Task: Tally the lines in the items below that contain the string "woman", treating case as significant. Reply with the number alone.

Input rows:
■ ■ ■ ■ ■
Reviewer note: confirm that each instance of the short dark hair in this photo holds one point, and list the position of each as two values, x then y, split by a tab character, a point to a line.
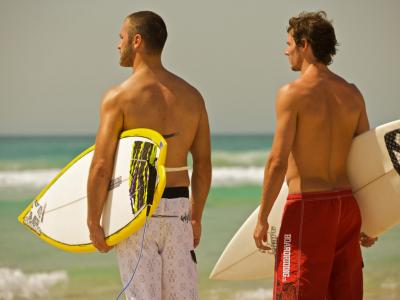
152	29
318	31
■ ■ ■ ■ ■
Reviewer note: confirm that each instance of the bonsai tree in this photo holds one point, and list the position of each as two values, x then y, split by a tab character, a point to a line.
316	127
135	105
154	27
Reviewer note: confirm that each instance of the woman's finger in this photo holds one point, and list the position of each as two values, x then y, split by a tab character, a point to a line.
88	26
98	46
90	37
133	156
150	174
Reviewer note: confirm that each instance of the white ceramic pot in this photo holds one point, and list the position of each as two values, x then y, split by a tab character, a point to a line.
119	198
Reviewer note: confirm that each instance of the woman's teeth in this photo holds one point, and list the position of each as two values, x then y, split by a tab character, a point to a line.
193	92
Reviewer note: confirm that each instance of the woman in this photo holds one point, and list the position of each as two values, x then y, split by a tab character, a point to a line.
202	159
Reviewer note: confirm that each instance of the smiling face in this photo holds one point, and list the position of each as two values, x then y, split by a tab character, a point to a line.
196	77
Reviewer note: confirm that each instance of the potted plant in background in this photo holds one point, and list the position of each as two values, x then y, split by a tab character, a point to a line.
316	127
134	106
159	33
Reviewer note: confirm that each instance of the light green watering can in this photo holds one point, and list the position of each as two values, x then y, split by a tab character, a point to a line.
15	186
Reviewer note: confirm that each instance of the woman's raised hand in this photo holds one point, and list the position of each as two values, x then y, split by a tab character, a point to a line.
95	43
■ ■ ■ ■ ■
The output: 4